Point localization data
★ ★ ★ ★ ★ ★ ★
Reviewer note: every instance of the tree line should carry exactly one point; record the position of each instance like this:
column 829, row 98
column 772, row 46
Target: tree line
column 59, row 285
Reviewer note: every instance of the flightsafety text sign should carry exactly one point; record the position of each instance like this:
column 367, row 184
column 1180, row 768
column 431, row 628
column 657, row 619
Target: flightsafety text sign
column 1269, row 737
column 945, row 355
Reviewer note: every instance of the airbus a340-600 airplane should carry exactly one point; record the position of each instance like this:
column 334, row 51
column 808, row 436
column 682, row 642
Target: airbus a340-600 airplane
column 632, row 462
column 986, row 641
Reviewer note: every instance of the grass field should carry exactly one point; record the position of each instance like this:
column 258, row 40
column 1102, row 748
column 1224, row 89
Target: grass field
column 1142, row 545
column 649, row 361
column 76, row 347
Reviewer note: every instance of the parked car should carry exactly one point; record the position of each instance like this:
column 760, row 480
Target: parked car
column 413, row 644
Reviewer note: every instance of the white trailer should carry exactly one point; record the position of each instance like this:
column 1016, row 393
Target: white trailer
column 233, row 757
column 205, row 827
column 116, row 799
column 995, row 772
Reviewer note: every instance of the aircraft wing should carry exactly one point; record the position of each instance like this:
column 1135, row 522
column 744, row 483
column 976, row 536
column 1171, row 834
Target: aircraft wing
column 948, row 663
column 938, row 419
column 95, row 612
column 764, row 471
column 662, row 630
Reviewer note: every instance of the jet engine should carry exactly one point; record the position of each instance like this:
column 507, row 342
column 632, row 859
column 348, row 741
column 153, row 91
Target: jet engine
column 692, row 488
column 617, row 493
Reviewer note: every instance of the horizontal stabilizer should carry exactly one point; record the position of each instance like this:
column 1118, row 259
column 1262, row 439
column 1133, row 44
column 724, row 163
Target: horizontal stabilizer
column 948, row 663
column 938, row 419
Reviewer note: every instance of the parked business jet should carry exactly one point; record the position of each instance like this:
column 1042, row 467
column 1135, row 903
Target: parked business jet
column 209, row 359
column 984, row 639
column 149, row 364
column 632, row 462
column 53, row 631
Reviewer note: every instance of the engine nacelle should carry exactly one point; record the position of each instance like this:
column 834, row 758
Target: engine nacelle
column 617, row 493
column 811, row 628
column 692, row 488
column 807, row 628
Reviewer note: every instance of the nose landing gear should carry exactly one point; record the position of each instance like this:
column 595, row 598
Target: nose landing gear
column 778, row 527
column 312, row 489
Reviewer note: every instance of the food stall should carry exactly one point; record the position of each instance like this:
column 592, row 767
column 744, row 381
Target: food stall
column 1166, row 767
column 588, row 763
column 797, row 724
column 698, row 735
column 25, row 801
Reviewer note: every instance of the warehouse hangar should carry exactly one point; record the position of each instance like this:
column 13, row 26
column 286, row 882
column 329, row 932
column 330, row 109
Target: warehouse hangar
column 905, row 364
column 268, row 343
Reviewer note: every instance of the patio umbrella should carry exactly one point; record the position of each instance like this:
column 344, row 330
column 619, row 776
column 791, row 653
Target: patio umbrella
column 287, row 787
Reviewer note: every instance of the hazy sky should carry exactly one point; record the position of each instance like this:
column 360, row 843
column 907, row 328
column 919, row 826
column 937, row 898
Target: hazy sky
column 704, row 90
★ ★ ★ ★ ★ ★ ★
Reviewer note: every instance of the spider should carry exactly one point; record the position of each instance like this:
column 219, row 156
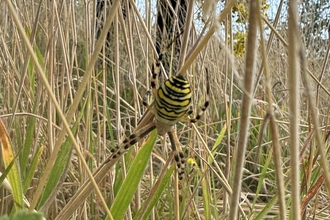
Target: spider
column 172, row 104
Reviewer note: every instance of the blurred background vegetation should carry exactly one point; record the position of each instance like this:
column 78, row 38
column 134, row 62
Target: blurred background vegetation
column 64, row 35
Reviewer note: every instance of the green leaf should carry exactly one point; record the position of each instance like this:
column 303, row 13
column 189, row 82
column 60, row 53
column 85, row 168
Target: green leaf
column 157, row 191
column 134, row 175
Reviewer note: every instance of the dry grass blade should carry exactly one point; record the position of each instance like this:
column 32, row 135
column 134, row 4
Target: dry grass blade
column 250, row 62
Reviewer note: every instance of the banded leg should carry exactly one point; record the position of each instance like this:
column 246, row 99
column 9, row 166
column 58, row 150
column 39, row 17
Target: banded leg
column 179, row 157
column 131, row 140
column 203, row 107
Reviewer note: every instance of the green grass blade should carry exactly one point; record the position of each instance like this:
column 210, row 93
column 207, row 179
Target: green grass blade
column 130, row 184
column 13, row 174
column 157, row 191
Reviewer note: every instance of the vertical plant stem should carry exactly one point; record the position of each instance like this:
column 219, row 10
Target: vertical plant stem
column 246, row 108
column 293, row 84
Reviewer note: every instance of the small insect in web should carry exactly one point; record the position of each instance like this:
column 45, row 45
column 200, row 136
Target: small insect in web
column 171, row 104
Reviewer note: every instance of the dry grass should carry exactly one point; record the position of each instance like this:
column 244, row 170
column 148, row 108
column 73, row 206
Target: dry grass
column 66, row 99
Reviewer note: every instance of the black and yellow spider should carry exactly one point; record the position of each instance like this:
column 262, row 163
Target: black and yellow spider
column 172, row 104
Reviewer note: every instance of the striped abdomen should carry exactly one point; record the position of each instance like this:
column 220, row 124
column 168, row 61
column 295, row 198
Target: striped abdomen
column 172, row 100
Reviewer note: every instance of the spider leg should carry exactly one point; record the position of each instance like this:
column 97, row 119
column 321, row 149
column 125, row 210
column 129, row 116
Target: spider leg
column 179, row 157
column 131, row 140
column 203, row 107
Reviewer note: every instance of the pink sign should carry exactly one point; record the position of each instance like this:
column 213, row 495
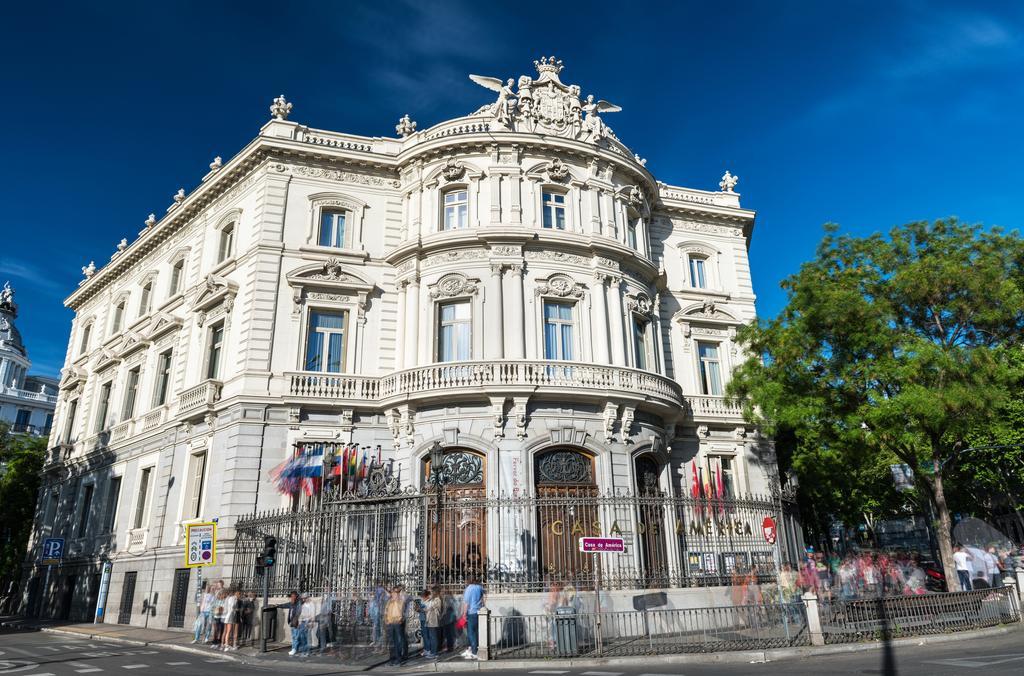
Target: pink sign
★ ★ ★ ★ ★ ★ ★
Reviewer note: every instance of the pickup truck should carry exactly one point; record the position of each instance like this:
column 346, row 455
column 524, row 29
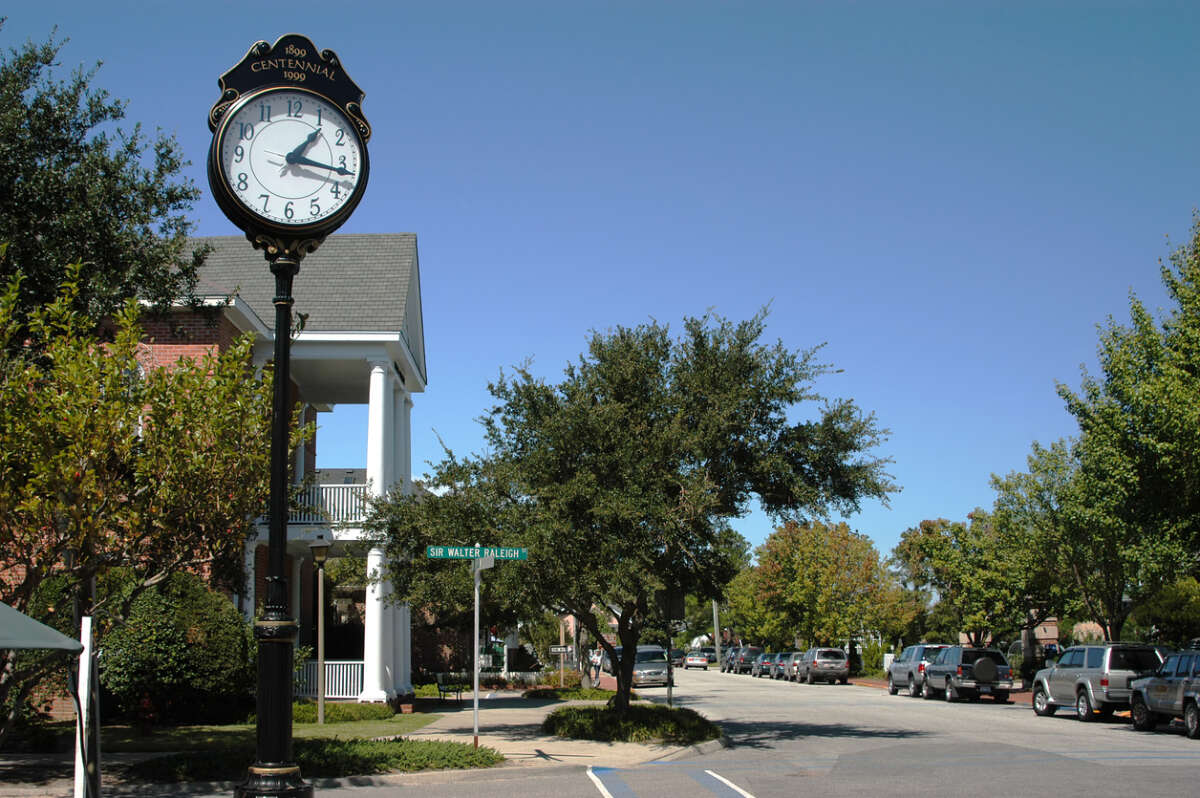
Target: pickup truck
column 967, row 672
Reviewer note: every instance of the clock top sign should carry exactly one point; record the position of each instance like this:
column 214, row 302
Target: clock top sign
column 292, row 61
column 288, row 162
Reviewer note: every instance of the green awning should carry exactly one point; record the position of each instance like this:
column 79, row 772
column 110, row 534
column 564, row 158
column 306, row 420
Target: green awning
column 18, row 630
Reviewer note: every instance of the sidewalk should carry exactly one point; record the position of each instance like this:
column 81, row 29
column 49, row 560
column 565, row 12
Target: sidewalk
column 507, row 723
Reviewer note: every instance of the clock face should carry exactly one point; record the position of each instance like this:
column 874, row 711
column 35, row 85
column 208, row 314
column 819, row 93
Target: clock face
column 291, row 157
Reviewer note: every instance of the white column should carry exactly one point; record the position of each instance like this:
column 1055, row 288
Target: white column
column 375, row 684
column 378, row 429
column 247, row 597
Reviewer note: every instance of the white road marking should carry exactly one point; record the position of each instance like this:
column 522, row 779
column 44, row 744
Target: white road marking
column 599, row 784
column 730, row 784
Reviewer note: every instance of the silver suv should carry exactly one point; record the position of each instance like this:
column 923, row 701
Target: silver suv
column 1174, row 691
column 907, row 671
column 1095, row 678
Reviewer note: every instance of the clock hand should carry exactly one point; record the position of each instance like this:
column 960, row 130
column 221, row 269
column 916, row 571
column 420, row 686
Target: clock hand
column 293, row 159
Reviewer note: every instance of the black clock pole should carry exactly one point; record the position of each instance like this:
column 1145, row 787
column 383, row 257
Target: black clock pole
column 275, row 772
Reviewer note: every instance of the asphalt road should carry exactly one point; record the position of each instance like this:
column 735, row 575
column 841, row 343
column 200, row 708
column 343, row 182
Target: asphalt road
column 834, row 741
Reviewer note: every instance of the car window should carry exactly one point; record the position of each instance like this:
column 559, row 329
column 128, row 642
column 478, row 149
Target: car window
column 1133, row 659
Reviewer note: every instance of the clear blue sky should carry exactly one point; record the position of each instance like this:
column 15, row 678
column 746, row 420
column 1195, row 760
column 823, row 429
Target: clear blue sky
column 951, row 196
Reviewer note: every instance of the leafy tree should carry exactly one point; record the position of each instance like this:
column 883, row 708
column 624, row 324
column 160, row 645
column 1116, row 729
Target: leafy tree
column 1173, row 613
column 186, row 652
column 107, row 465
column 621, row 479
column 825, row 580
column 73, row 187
★ ★ ★ ★ ★ ★ ★
#### [Instructions to follow]
Each line from the one that contains "Reviewer note: every instance of the pink" down to the one that contains "Target: pink sign" is to be returned exactly as it stands above, both ends included, with pictures removed.

#### [Task result]
Reviewer note: every instance of the pink sign should carry exactly one point; record the position of each instance like this:
column 213, row 495
Target: pink sign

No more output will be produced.